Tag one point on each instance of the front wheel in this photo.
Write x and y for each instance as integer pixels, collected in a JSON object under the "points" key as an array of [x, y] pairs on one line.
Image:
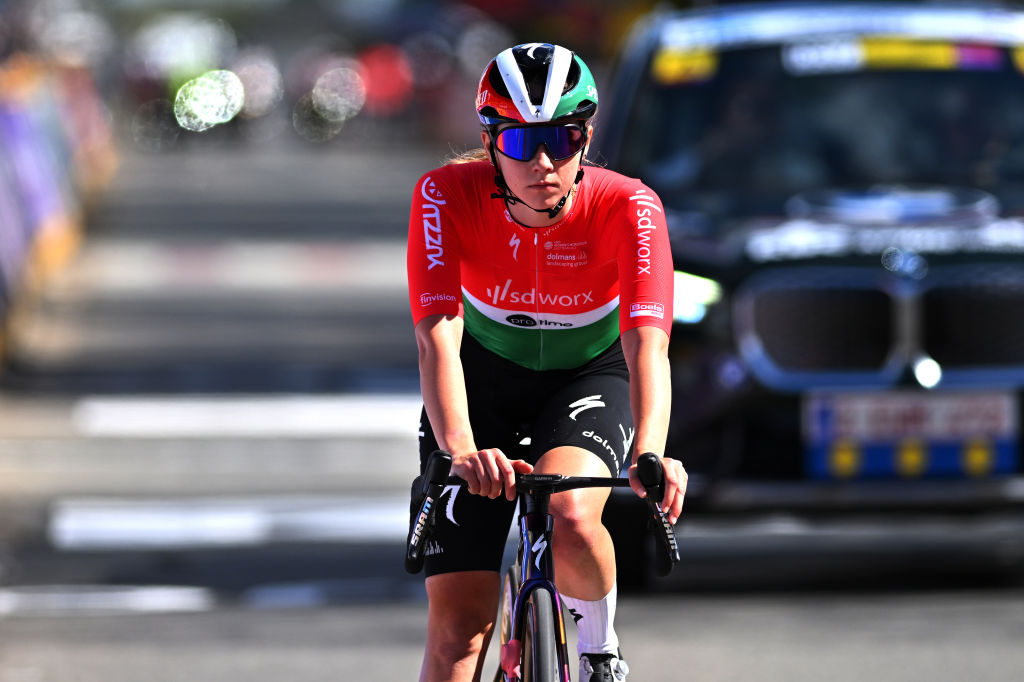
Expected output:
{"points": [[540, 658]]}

- - - -

▶ **Aim of the exercise**
Could you write out every line above exactly as it stands, with no images?

▶ **Finished exercise**
Tag one point on each instance of the front wheel in this photo.
Write x and y for each instance as integer pixels, collected in a JSON object under the "points" key as an array of [x, y] pairs on one line.
Image:
Expected output:
{"points": [[540, 658]]}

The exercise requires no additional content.